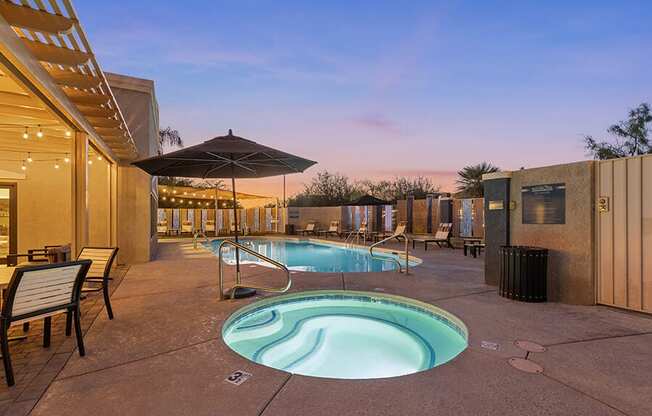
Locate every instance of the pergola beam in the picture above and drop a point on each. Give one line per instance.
(36, 20)
(57, 54)
(86, 98)
(74, 79)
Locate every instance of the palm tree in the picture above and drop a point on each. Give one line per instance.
(168, 137)
(470, 179)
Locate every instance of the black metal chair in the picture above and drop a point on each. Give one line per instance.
(99, 273)
(39, 292)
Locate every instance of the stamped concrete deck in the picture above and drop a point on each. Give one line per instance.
(163, 354)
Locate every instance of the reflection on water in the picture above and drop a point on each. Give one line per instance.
(308, 256)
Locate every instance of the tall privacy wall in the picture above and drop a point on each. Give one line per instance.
(550, 207)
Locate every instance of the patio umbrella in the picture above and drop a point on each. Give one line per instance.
(226, 157)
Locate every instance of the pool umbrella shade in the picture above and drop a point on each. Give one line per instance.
(226, 157)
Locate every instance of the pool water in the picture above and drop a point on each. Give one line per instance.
(345, 334)
(311, 256)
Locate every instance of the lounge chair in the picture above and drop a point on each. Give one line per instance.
(332, 229)
(441, 237)
(310, 229)
(40, 292)
(186, 227)
(209, 227)
(162, 227)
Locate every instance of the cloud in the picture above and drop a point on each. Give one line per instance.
(376, 121)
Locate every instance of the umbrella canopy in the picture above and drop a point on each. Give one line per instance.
(368, 200)
(225, 157)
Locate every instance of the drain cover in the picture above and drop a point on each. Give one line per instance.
(530, 346)
(525, 365)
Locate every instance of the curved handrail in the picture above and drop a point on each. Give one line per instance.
(407, 254)
(255, 254)
(196, 237)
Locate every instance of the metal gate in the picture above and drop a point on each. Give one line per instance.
(624, 232)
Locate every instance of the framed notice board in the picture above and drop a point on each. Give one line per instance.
(544, 204)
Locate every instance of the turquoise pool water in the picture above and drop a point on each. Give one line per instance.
(345, 334)
(311, 256)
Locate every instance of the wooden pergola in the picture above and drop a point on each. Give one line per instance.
(49, 32)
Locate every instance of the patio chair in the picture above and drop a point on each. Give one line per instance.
(186, 227)
(162, 227)
(441, 237)
(333, 229)
(310, 229)
(98, 276)
(40, 292)
(210, 227)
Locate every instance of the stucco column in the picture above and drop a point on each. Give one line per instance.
(496, 219)
(79, 193)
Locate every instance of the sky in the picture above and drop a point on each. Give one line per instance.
(378, 89)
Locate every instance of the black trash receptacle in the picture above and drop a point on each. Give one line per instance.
(523, 273)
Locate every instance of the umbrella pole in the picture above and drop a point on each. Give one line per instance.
(240, 292)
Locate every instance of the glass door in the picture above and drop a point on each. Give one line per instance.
(7, 221)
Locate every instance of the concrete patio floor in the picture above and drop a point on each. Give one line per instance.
(163, 353)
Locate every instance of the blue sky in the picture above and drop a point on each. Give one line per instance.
(382, 88)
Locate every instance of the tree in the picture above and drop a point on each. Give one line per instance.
(168, 137)
(469, 183)
(630, 136)
(326, 189)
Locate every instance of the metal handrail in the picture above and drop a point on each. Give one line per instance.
(407, 251)
(237, 282)
(196, 237)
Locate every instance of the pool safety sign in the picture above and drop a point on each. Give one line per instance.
(238, 377)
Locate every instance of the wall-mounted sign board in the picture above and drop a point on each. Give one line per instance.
(496, 205)
(544, 204)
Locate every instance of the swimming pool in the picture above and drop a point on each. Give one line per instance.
(311, 255)
(345, 334)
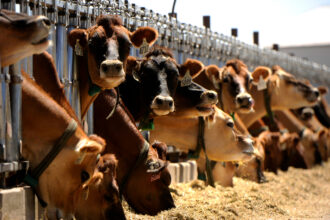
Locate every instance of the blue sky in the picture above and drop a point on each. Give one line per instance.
(286, 22)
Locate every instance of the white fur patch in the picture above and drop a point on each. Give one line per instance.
(144, 47)
(78, 49)
(187, 79)
(262, 85)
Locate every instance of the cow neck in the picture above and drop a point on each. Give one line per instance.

**Brief**
Copy out, line for line, the part of the data that opens with the line containing "Locate every instance of the metal handrail" and runs through the final line of the data. Omit the pictures.

**Answer to the exercise**
Locate every instance of the metal handrail in the picture above and drop a point on each. Give one line per instance.
(407, 251)
(237, 282)
(196, 237)
Locate every instance of the pool safety sign in the picture above and drop a point on each. Give one line per instance.
(238, 377)
Locate every instance of the wall-mounted sign board in the picture above and drop a point on each. Give one line per instance.
(496, 205)
(544, 204)
Locate every instance of the swimming pool in the picture above and drop a point on each. Give one line per instance.
(311, 255)
(345, 334)
Locate every instance of the blue sky in the picture above and drop a point on each. Give one line per instance.
(286, 22)
Locate every instance of the white fur patch in the picture above and drop a point on each. Give one line per instance.
(144, 47)
(78, 49)
(187, 79)
(262, 85)
Locate every instance of the cow neck in the picture above and drop a point on each. Give one line per instance.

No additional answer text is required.